* BEGIN TEXT PROVIDED *

Keyna Wilkins is an Australian/British composer-musician. Her compositions are published and distributed by Wiripang Music.

Wilkins was a finalist in the Australian Music Centre and APRA AMCOS 2021 Art Music Awards in the category Award for Excellence in Experimental Music, for "recording and developing new projects in 2020". She was also a finalist in the 2018 Art Music Awards, in the category Award for Excellence by an Individual, for her "activities in original art music throughout 2017 as a composer-musician including releasing three original albums".

Wilkins is passionate about supporting refugees being detained in Immigration Detention. In 2021 she collaborated with visual artist and poet Jalal Mahamede, who is currently being held in Brisbane's immigration detention centre. They have released an album, featuring original music by Wilkins and poetry by Mahamede.

== Education ==
Wilkins holds a Master of Music Composition from the Sydney Conservatorium of Music. Her thesis is titled Astronomical Phenomena in Music Composition and explores "the astronomical phenomena in music composition".

Prior to moving to Australia, Wilkins studied at Bristol University (UK) where is obtained a MA Flute Performance (2008) and BA Mus (2003).

== Composer ==
Wilkins has written over 60 art music compositions are published/distributed by Wirripang Music and five tunes in the Australian Jazz Real Book.

Her music has been featured as part of the ABC Ausmusic month. She has also been included on Making Waves.

Wilkins is an Associate Artist represented by the Australian Music Centre.

Wilkins' compositions have been commissioned and/or performed by artists and ensembles including The Metropolitan Orchestra, Syzygy Ensemble, Kammerklang, and Elysian Fields.

== Performer ==
Wilkins is an active performer, who has been described as "unconstrained by labels and is constantly exploring new ways to express herself musically" and as "a powerhouse player – with taste". In her performances, she explores stream-of-consciousness improvisations alongside her composed pieces and re-interpretations, often using loop pedal and visual projections. She has a range of musical themes in her shows from human rights to astronomy to nature, and she tailors her shows to the venue and audience.

* END TEXT PROVIDED *
* BEGIN PROVIDED INFORMATION *

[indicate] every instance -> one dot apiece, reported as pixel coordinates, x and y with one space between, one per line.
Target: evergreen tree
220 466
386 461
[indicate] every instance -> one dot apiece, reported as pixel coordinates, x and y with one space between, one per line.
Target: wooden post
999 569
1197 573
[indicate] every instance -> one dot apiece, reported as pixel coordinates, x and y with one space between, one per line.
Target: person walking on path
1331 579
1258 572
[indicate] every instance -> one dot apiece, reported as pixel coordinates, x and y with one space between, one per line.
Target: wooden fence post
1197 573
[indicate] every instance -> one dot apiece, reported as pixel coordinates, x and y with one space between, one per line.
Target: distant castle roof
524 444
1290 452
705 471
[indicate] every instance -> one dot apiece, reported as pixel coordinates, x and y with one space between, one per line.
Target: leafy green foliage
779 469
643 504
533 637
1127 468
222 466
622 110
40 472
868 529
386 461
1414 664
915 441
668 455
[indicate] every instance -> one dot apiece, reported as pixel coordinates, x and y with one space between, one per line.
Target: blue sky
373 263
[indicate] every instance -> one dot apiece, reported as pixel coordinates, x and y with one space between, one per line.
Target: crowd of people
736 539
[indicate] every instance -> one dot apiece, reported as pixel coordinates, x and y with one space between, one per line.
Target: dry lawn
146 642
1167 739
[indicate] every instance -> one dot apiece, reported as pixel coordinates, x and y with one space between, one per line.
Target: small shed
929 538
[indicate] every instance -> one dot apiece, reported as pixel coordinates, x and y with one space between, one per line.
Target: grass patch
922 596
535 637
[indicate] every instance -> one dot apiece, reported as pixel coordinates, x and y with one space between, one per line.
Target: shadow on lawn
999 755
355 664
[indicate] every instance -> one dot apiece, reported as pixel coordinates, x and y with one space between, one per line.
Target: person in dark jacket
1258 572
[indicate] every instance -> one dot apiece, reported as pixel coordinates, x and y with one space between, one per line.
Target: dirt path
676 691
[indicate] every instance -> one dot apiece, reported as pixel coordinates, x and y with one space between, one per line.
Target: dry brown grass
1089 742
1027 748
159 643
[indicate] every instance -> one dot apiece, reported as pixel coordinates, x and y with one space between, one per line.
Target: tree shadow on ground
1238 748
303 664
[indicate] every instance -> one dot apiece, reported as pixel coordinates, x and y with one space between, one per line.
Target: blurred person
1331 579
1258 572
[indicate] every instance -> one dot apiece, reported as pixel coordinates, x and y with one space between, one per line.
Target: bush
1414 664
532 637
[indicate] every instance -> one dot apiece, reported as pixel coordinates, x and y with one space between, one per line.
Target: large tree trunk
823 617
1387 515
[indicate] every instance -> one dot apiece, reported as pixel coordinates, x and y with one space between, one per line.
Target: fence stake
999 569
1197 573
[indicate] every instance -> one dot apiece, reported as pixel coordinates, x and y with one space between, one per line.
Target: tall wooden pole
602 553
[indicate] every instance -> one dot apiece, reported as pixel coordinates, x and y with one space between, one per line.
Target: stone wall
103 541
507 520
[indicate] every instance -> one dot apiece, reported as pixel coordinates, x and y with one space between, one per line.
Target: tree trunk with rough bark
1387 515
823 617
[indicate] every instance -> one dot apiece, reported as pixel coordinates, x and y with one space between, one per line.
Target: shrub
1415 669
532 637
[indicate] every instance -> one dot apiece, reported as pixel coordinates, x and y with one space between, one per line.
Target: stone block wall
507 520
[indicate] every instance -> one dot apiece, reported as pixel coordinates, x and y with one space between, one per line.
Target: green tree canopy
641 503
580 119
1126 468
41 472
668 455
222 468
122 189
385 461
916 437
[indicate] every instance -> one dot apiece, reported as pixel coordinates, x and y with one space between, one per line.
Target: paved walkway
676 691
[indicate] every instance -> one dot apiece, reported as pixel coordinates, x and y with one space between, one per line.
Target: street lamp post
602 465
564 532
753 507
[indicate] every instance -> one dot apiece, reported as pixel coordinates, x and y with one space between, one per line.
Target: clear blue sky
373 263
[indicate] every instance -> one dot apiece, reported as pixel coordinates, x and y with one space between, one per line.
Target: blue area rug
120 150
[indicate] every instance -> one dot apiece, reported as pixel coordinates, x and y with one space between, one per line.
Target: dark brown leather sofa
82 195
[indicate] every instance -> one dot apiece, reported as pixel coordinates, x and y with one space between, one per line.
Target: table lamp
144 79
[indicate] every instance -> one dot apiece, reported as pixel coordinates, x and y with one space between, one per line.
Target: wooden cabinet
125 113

* END PROVIDED INFORMATION *

EXERCISES
A: List the artists and ensembles that the Keyna Wilkins profile says have commissioned or performed her compositions.
B: Answer from the Keyna Wilkins profile:
(i) In which category was Wilkins a finalist at the 2021 Art Music Awards?
(ii) What is the title of her Master of Music Composition thesis?
(iii) How many of her tunes are in the Australian Jazz Real Book?
C: Reproduce the Keyna Wilkins profile word for word, everything from "Wilkins is passionate" down to "poetry by Mahamede.".

SOLUTIONS TO EACH TASK
A: The Metropolitan Orchestra, Syzygy Ensemble, Kammerklang, Elysian Fields

B:
(i) Award for Excellence in Experimental Music
(ii) Astronomical Phenomena in Music Composition
(iii) Five

C:
Wilkins is passionate about supporting refugees being detained in Immigration Detention. In 2021 she collaborated with visual artist and poet Jalal Mahamede, who is currently being held in Brisbane's immigration detention centre. They have released an album, featuring original music by Wilkins and poetry by Mahamede.